* [TASK TO CARRY OUT]: Having found the line that contains "Text: large scorched", please retype only it and every line after it up to the end of the entries, exactly as written.

[Image-backed grounding data]
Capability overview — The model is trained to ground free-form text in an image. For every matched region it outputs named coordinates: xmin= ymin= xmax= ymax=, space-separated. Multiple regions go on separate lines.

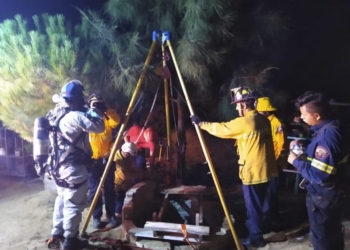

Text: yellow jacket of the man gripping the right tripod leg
xmin=201 ymin=110 xmax=278 ymax=185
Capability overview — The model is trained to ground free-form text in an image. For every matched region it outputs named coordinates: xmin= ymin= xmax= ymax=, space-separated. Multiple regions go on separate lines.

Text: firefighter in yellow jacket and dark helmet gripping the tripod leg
xmin=191 ymin=87 xmax=277 ymax=247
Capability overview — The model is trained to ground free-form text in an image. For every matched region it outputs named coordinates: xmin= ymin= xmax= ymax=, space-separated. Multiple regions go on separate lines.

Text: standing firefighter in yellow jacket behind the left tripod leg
xmin=88 ymin=94 xmax=120 ymax=228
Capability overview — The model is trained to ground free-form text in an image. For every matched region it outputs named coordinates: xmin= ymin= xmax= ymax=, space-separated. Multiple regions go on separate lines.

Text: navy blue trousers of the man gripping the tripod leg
xmin=243 ymin=182 xmax=270 ymax=241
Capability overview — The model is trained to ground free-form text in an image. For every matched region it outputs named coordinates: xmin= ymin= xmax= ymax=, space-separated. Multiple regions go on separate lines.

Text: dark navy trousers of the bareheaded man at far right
xmin=306 ymin=194 xmax=344 ymax=250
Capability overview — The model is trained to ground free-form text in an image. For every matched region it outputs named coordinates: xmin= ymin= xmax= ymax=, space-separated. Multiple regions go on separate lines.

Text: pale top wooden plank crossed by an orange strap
xmin=144 ymin=221 xmax=209 ymax=235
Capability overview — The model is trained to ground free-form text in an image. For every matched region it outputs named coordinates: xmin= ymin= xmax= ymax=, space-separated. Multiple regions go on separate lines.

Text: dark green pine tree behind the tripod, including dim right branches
xmin=85 ymin=0 xmax=283 ymax=175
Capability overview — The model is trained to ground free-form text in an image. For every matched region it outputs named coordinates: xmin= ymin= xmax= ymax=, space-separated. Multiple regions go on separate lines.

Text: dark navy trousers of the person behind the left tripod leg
xmin=89 ymin=159 xmax=115 ymax=219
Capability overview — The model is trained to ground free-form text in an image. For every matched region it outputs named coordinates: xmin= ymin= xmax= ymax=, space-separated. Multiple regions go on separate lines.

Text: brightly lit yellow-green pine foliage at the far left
xmin=0 ymin=14 xmax=101 ymax=141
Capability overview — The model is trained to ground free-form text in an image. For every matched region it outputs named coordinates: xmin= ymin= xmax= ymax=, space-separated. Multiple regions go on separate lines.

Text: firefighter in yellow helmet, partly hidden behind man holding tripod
xmin=256 ymin=97 xmax=287 ymax=230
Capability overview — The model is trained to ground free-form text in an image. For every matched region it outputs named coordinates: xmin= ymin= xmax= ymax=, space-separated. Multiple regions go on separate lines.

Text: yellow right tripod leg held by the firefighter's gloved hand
xmin=163 ymin=32 xmax=243 ymax=250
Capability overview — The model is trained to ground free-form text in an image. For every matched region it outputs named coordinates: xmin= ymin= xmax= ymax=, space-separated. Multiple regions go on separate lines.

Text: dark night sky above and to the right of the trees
xmin=0 ymin=0 xmax=350 ymax=102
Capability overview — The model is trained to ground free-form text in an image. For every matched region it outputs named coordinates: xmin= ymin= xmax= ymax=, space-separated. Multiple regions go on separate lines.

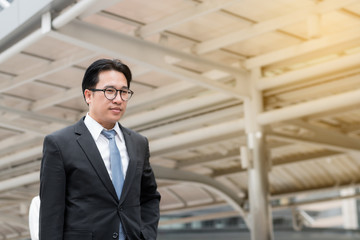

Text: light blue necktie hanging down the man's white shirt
xmin=101 ymin=130 xmax=125 ymax=240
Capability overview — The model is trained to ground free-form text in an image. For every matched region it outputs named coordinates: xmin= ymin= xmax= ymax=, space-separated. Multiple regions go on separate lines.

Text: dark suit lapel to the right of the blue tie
xmin=120 ymin=125 xmax=136 ymax=202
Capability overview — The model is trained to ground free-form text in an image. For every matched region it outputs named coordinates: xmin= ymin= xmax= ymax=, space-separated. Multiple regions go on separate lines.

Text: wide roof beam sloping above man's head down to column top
xmin=50 ymin=21 xmax=248 ymax=97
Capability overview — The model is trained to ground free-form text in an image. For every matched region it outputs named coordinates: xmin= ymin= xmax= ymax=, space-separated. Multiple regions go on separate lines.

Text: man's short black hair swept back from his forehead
xmin=81 ymin=59 xmax=131 ymax=98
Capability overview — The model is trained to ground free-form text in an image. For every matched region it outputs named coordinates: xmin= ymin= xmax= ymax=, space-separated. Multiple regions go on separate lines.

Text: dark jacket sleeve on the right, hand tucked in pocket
xmin=140 ymin=139 xmax=161 ymax=240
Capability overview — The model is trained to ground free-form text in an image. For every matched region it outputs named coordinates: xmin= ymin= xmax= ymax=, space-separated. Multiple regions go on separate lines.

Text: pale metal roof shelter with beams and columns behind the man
xmin=0 ymin=0 xmax=360 ymax=240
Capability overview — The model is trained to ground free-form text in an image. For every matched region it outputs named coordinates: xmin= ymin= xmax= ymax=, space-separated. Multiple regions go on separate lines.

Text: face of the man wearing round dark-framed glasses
xmin=85 ymin=70 xmax=128 ymax=129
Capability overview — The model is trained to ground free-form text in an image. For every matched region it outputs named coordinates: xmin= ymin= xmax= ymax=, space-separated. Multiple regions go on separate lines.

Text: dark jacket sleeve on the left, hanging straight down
xmin=39 ymin=135 xmax=66 ymax=240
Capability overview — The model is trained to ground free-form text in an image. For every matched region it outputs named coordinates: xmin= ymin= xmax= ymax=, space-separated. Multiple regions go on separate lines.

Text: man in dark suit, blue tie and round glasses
xmin=40 ymin=59 xmax=160 ymax=240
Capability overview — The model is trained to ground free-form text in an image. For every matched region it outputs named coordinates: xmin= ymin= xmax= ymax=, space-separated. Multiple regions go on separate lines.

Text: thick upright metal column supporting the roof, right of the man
xmin=244 ymin=68 xmax=274 ymax=240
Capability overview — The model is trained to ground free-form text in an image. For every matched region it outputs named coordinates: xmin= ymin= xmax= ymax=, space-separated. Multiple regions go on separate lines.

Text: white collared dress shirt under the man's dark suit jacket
xmin=84 ymin=114 xmax=129 ymax=179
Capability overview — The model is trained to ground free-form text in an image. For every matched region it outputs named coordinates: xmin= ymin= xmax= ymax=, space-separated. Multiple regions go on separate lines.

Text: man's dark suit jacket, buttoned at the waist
xmin=39 ymin=119 xmax=160 ymax=240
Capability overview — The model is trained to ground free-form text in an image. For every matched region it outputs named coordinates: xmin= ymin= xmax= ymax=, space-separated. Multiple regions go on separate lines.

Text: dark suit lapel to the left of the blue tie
xmin=75 ymin=119 xmax=117 ymax=199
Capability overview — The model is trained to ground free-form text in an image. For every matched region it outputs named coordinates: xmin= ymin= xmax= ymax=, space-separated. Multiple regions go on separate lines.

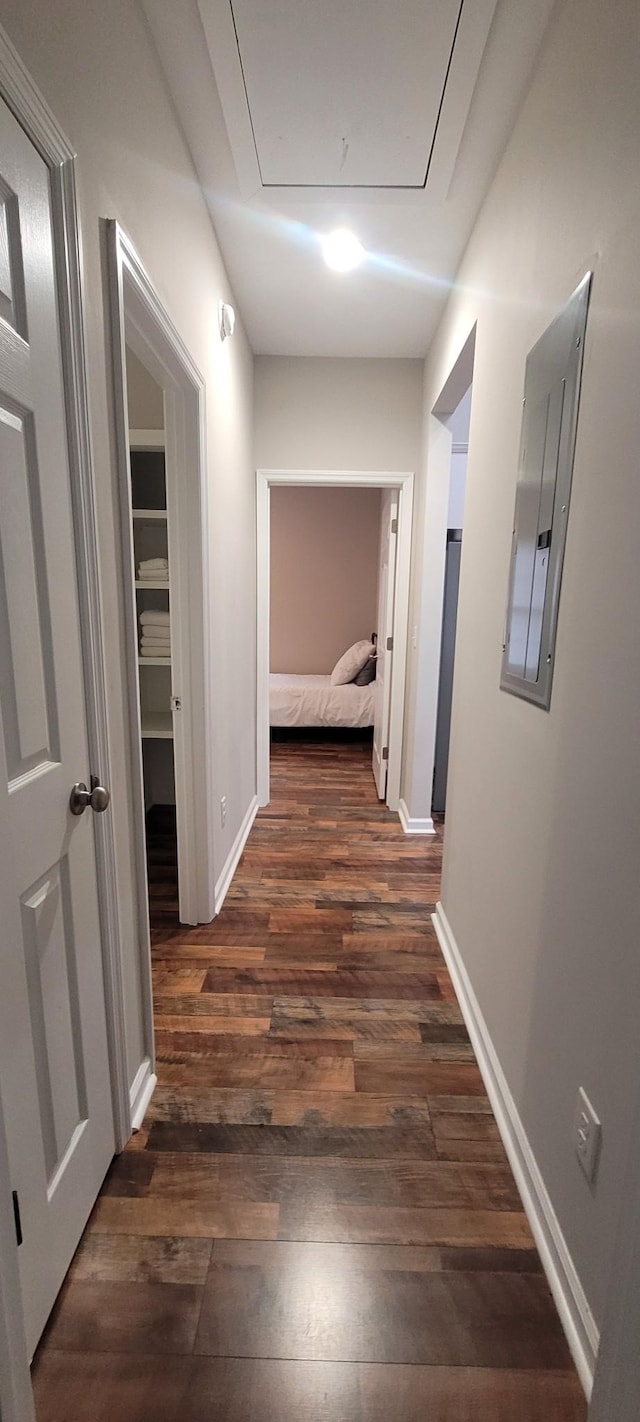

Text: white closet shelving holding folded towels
xmin=129 ymin=429 xmax=174 ymax=741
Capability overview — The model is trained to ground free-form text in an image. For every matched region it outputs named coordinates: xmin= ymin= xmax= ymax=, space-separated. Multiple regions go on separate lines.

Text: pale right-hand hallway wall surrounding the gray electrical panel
xmin=410 ymin=0 xmax=640 ymax=1342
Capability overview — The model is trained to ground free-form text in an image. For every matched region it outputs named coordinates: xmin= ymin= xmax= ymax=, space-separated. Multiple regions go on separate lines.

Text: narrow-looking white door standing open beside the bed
xmin=373 ymin=489 xmax=398 ymax=799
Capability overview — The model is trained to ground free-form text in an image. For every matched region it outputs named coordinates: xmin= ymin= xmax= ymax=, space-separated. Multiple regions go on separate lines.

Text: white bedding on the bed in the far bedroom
xmin=269 ymin=671 xmax=375 ymax=727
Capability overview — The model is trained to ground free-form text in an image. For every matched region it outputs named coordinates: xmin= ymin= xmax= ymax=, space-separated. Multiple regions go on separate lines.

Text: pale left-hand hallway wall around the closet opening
xmin=0 ymin=0 xmax=256 ymax=1103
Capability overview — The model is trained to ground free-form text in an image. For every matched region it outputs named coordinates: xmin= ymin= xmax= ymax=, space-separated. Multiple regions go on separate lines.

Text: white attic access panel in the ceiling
xmin=220 ymin=0 xmax=475 ymax=189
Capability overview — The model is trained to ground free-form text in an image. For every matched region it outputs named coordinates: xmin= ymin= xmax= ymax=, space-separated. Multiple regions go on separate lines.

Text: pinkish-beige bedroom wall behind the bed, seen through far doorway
xmin=270 ymin=485 xmax=380 ymax=673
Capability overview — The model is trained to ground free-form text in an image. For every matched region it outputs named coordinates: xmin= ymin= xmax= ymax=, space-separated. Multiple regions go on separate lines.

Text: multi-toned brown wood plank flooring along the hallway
xmin=34 ymin=742 xmax=586 ymax=1422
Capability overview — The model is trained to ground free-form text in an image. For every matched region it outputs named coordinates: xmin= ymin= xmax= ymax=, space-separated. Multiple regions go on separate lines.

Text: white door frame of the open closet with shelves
xmin=105 ymin=222 xmax=215 ymax=944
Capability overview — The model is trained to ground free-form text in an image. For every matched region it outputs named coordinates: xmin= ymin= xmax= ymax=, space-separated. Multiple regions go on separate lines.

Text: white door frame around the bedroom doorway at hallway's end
xmin=256 ymin=469 xmax=414 ymax=811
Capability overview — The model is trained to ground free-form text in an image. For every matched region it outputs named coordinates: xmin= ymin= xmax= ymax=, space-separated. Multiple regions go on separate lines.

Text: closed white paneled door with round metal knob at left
xmin=0 ymin=94 xmax=114 ymax=1352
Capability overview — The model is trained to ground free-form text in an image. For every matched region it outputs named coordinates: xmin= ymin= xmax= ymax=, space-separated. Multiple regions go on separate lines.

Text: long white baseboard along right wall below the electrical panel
xmin=432 ymin=903 xmax=600 ymax=1398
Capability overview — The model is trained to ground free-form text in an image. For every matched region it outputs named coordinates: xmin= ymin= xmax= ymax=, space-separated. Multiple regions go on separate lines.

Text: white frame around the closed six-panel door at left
xmin=0 ymin=27 xmax=123 ymax=1422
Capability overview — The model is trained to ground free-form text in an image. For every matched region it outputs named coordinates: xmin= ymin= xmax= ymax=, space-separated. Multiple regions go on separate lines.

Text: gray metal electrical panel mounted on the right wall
xmin=501 ymin=273 xmax=592 ymax=710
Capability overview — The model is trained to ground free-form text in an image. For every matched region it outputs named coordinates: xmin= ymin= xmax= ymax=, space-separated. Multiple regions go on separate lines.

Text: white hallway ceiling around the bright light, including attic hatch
xmin=142 ymin=0 xmax=553 ymax=357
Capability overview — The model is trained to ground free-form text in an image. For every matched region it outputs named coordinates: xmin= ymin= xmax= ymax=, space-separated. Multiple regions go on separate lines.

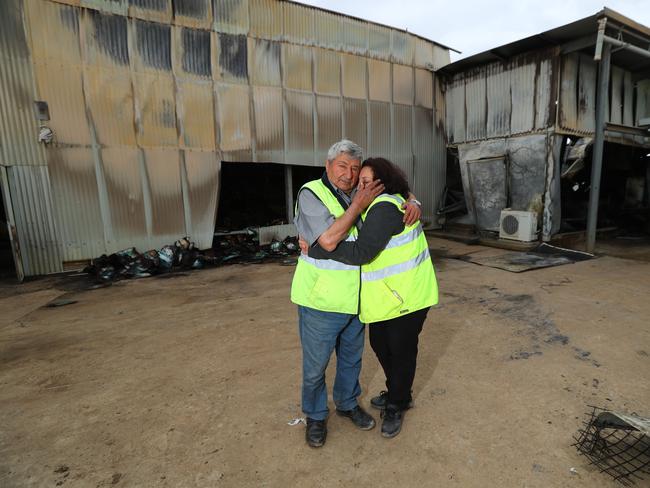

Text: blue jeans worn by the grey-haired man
xmin=298 ymin=305 xmax=365 ymax=420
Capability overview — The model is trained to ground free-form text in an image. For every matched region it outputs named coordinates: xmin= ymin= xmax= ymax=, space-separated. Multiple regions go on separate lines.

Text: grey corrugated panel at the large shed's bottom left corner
xmin=7 ymin=166 xmax=63 ymax=276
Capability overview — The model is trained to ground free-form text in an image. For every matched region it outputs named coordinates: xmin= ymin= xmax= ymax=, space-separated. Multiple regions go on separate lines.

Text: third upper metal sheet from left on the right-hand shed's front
xmin=487 ymin=63 xmax=512 ymax=137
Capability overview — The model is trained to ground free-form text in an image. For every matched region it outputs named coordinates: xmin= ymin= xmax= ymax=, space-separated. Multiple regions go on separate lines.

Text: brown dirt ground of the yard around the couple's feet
xmin=0 ymin=239 xmax=650 ymax=488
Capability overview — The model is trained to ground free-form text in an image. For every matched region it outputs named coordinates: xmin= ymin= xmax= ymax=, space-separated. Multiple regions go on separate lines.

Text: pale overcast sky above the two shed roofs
xmin=299 ymin=0 xmax=650 ymax=61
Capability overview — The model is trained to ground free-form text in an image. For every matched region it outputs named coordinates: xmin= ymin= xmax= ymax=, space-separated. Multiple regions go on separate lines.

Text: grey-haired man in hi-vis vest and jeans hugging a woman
xmin=291 ymin=139 xmax=420 ymax=447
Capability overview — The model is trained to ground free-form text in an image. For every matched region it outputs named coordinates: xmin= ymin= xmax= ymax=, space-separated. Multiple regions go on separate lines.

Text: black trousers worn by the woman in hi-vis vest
xmin=369 ymin=307 xmax=429 ymax=409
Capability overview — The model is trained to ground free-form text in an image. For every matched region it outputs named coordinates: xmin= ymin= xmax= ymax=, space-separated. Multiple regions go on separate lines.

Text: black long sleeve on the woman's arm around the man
xmin=309 ymin=202 xmax=404 ymax=266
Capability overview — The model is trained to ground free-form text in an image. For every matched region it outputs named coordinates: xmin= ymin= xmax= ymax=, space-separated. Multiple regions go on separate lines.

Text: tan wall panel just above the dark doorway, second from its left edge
xmin=253 ymin=86 xmax=284 ymax=163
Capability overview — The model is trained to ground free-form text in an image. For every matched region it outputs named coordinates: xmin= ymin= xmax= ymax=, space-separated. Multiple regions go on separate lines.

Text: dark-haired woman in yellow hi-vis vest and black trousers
xmin=309 ymin=158 xmax=438 ymax=437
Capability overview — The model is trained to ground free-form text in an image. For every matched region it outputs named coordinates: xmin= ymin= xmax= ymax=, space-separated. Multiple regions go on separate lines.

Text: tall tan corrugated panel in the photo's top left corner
xmin=0 ymin=0 xmax=45 ymax=166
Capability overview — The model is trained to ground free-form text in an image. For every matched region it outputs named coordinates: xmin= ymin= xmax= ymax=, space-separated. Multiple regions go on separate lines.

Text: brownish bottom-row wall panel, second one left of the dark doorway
xmin=144 ymin=149 xmax=185 ymax=242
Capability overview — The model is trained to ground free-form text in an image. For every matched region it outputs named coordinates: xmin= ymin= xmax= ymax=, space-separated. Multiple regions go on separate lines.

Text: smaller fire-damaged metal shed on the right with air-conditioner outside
xmin=437 ymin=8 xmax=650 ymax=251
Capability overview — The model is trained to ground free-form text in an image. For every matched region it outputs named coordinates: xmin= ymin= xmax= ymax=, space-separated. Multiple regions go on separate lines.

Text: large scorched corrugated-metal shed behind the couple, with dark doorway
xmin=0 ymin=0 xmax=449 ymax=277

* [FINAL ANSWER]:
Text: large scorched corrugated-metal shed behind the couple, with dark doorway
xmin=0 ymin=0 xmax=449 ymax=277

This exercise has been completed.